[GIVEN PROBLEM 1] In the column, how long had Alberta's Progressive Conservatives been in power?

[EXCERPT PROVIDED]
*****

Alberta NDP Premier Rachel Notley and cabinet |
Bill Tieleman’s 24 Hours Vancouver / The Tyee column
Tuesday May 12, 2015
By Bill Tieleman
"Always in Alberta there is a fresh wind blowing."
- Nellie McClung 1873-1951
There's a rush by journalists, pundits and party activists to find big lessons British Columbia's New Democratic Party should learn from Alberta's astonishing NDP majority government victory last Tuesday.
But a closer look at the fresh wind Premier-elect Rachel Notley used to blow away the ruling Alberta Progressive Conservatives shows that very few lessons apply to B.C.
So while BC NDP opposition leader John Horgan can rightly be extremely happy with what seemed an impossibility just months ago -- social democrats running oil-rich Alberta -- his party shouldn't presume its neighbours' surprise success can be copied here.
The political differences between Alberta and B.C. are far greater than any similarities.
First, Alberta's PCs were years past their expiry date after a 44-year reign, despite having a new premier in Jim Prentice for less than a year.

*****

[INPUT FOR THIS TASK]

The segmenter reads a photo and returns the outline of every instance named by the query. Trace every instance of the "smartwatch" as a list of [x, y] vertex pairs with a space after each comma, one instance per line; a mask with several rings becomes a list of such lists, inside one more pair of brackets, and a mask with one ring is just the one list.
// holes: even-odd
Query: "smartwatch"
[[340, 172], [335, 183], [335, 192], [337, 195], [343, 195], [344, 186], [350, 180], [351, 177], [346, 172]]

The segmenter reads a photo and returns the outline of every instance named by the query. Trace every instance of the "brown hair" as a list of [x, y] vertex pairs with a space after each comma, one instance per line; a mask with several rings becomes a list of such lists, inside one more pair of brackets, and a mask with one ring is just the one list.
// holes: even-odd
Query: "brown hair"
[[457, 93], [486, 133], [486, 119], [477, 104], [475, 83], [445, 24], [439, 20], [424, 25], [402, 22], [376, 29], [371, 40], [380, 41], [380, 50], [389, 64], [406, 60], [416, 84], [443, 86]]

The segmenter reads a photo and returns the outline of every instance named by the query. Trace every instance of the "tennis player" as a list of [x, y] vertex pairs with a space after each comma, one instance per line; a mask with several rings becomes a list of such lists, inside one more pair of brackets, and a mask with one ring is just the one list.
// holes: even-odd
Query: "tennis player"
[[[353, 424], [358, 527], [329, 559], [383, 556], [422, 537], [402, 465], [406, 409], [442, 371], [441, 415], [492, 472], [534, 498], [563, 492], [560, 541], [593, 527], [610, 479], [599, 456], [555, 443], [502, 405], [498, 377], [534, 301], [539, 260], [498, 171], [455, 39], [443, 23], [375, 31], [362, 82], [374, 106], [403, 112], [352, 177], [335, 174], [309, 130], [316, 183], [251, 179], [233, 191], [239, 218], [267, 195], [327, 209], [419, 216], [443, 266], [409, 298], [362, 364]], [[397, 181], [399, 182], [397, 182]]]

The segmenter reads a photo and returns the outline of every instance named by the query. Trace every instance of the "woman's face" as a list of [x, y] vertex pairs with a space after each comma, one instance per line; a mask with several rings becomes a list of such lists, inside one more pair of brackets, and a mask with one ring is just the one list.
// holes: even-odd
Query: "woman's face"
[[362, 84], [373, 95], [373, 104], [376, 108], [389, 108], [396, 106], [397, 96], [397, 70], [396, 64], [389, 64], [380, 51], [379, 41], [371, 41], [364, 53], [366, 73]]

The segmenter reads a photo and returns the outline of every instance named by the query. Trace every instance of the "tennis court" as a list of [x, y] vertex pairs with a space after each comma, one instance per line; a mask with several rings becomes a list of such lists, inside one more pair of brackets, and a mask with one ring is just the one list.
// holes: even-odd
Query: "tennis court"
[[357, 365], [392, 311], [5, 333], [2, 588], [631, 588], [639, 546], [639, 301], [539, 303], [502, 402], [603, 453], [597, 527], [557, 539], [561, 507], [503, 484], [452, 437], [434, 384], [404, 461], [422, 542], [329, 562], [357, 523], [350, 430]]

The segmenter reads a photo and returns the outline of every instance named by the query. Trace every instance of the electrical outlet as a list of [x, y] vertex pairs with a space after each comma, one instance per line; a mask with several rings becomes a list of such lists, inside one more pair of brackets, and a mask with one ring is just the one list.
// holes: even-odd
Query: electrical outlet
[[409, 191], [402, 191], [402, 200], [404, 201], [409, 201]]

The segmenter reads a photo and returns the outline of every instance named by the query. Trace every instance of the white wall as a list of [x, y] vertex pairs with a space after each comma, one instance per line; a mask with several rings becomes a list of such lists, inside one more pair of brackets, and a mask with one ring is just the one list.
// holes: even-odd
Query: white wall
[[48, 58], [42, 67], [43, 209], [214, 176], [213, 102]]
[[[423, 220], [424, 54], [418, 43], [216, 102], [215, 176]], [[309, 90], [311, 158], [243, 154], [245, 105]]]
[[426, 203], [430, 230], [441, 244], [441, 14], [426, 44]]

*****

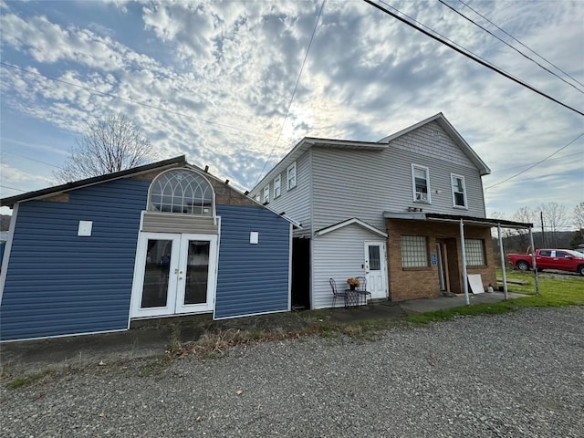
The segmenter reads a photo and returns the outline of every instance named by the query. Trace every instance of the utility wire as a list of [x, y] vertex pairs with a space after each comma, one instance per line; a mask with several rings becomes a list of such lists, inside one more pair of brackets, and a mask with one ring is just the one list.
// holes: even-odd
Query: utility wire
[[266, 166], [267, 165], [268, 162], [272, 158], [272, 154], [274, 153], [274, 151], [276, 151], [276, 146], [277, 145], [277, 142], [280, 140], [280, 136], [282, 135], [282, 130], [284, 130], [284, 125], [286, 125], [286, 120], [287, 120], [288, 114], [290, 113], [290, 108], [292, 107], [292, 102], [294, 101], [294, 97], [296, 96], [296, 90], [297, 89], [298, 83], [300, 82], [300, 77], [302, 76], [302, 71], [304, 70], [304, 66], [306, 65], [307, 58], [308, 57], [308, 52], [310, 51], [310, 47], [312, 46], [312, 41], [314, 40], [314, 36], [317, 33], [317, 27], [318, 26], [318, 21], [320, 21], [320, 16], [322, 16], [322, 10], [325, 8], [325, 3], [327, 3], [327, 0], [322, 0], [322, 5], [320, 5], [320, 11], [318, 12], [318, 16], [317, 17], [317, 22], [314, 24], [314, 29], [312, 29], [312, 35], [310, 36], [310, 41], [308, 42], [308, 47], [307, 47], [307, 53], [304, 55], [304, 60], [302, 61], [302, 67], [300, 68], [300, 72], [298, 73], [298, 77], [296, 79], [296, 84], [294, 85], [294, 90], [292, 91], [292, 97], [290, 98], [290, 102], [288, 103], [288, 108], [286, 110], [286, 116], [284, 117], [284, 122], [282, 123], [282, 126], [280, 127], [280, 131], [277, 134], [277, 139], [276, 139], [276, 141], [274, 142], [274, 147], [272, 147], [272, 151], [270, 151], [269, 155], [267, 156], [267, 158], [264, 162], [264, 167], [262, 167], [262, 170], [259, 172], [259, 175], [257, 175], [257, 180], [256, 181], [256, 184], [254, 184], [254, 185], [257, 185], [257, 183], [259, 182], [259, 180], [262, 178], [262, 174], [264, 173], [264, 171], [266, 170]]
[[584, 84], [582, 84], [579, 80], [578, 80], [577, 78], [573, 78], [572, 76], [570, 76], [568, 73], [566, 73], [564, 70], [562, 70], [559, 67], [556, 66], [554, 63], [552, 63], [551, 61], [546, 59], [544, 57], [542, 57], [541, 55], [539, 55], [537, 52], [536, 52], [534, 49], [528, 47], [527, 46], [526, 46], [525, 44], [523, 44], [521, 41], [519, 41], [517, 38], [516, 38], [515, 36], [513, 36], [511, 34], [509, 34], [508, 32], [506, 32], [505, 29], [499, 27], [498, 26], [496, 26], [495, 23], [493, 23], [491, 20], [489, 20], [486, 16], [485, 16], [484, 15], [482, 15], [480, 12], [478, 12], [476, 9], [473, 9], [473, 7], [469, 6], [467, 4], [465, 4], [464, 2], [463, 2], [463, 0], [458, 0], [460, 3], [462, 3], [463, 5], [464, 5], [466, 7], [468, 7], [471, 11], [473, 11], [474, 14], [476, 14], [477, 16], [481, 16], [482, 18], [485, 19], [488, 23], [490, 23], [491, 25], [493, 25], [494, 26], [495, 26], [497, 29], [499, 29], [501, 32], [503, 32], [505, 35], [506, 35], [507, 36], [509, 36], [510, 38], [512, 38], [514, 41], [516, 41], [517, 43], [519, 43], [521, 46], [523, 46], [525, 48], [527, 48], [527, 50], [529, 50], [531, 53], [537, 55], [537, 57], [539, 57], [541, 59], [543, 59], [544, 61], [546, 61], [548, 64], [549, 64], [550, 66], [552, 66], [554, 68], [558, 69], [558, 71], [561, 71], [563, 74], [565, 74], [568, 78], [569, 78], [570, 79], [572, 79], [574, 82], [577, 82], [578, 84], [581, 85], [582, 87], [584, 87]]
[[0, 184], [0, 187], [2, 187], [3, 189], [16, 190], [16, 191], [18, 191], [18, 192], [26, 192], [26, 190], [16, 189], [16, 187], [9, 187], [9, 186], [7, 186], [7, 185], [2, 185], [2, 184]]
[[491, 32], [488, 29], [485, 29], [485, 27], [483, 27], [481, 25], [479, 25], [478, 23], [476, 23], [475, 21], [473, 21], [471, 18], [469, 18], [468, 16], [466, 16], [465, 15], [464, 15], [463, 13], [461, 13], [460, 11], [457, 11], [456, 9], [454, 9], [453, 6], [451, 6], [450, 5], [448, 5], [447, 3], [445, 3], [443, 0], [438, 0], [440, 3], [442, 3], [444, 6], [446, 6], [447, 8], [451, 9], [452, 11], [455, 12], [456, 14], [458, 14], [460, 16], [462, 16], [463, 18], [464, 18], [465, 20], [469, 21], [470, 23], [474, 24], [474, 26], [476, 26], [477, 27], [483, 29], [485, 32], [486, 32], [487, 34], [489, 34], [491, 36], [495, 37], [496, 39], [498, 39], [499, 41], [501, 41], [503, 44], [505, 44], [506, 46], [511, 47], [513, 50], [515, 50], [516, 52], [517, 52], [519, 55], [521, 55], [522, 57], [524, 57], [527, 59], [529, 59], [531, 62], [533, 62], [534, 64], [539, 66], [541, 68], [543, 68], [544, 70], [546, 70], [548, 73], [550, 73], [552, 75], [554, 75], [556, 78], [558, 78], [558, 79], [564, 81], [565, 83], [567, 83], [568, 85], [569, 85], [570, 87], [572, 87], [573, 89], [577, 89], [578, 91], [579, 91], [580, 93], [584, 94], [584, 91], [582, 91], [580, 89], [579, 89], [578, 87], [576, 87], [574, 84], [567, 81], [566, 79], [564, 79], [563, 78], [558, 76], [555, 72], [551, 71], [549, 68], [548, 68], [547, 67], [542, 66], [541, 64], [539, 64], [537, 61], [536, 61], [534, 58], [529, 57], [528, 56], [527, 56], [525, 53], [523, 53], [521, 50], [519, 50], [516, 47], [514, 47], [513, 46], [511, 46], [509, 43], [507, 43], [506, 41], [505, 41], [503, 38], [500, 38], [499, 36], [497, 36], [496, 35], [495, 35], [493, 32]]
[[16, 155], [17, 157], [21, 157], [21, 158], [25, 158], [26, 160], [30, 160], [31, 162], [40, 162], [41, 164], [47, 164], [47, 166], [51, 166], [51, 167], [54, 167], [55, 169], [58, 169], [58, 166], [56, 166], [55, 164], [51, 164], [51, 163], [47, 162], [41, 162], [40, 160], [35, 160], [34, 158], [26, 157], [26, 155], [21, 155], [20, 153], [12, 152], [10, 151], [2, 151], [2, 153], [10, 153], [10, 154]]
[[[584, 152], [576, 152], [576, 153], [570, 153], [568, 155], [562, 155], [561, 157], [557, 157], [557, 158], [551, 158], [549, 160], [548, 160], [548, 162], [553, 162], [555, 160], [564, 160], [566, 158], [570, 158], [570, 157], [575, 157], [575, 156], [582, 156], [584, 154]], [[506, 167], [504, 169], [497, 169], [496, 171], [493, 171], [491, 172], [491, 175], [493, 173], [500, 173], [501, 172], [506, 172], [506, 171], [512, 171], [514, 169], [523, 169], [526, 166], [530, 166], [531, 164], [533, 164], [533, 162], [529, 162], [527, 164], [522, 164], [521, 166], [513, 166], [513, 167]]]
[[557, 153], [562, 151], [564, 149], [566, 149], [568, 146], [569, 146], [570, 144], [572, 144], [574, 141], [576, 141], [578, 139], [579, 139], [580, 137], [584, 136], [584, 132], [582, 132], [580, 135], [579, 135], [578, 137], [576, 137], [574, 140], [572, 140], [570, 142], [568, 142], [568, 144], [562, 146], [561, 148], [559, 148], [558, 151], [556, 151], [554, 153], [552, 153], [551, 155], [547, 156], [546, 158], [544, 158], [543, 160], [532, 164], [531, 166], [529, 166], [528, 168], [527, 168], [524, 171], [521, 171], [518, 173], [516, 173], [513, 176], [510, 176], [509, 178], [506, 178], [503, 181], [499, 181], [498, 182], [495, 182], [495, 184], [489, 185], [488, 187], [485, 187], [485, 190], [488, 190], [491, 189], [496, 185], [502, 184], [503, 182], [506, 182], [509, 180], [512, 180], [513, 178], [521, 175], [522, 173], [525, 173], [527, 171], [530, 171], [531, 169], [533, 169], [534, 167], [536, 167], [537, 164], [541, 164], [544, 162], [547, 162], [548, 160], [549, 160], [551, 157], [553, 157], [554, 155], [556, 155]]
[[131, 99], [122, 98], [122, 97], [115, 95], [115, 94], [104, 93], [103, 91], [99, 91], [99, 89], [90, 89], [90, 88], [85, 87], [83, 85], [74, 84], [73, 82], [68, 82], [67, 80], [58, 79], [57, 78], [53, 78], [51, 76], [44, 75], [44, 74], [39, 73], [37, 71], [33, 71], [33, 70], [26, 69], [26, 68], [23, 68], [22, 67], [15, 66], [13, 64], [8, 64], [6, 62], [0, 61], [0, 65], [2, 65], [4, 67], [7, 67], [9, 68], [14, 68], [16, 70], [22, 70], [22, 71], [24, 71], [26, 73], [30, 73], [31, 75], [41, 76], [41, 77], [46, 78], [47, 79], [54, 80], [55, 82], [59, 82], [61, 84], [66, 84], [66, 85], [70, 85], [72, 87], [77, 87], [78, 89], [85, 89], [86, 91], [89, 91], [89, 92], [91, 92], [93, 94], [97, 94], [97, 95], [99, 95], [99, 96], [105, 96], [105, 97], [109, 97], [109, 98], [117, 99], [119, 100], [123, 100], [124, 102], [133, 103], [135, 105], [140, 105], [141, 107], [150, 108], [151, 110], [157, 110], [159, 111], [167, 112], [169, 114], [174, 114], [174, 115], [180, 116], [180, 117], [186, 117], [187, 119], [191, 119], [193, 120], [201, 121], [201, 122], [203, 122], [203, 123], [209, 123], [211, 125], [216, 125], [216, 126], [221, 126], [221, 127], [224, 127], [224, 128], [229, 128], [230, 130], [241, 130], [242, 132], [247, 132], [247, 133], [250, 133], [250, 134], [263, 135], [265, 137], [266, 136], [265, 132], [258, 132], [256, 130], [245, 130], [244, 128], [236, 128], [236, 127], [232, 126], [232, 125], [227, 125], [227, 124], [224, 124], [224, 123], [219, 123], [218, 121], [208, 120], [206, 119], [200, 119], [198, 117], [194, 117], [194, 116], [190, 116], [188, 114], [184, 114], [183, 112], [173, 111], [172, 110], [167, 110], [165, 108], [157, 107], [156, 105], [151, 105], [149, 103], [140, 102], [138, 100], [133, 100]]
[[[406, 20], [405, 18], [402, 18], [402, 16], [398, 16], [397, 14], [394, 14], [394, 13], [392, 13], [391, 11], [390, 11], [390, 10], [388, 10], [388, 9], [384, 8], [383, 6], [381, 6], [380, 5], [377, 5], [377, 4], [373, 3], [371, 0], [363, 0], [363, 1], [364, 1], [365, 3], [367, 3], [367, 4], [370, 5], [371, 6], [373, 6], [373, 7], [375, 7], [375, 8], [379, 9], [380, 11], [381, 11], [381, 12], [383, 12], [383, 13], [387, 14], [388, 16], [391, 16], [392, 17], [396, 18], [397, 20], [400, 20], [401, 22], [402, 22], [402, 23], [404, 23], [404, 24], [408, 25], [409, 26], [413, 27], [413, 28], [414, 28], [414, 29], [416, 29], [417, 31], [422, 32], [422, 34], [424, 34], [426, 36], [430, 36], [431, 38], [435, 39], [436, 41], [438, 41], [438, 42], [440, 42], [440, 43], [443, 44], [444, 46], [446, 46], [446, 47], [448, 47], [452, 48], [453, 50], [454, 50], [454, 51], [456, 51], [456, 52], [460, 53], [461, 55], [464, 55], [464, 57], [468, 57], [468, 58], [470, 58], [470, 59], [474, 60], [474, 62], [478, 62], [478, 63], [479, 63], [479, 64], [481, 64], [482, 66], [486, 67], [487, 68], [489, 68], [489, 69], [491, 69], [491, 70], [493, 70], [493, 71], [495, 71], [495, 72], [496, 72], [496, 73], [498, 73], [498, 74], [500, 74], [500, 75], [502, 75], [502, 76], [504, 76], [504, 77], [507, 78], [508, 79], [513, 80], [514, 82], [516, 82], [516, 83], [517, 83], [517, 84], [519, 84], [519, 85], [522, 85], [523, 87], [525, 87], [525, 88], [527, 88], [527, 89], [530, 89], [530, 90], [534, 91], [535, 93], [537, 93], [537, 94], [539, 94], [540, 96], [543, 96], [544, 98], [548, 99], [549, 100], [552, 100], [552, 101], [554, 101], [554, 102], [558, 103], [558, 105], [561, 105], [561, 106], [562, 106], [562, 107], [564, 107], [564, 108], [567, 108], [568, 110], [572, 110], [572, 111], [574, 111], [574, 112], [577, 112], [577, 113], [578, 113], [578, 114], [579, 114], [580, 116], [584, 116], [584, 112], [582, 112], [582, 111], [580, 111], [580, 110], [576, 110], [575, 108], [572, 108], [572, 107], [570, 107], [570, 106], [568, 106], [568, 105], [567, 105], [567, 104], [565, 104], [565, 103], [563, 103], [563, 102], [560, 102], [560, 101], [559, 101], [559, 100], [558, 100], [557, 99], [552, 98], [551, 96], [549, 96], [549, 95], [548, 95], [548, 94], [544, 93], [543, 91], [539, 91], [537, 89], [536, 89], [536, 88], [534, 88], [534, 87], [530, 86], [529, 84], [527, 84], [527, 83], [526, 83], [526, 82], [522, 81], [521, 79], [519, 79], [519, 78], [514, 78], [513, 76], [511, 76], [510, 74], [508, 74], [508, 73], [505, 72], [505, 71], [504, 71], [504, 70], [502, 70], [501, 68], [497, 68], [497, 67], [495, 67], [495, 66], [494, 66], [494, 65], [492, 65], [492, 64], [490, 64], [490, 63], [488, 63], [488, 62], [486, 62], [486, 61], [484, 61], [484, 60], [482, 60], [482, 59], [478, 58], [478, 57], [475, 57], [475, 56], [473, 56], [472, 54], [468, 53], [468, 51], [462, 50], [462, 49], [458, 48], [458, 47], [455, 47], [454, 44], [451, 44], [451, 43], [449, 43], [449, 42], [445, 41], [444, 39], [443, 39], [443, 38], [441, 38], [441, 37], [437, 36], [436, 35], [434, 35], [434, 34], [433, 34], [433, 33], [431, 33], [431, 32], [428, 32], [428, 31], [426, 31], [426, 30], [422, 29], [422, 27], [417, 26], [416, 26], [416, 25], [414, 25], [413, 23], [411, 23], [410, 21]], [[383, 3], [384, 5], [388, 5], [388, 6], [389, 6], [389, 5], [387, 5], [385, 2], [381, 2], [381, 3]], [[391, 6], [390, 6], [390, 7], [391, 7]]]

*****

[GIVEN PROBLEM 2] In the rows, render the lines as a Markdown table with columns named Line and Content, numbering each line and leaving out blank lines. Start at the line with "of the utility" and go up to and including the line with "Query: utility wire".

[PROBLEM SOLUTION 1] 44 years.

[PROBLEM SOLUTION 2]
| Line | Content |
|---|---|
| 1 | The segmenter reads a photo and returns the outline of every instance named by the query. Trace every instance of the utility wire as a list of [x, y] vertex pairs with a space after each comma, one instance per line; a mask with several rings becomes a list of such lists, inside one more pair of brackets, and a mask with one ring is just the one list. |
| 2 | // holes: even-odd |
| 3 | Query: utility wire |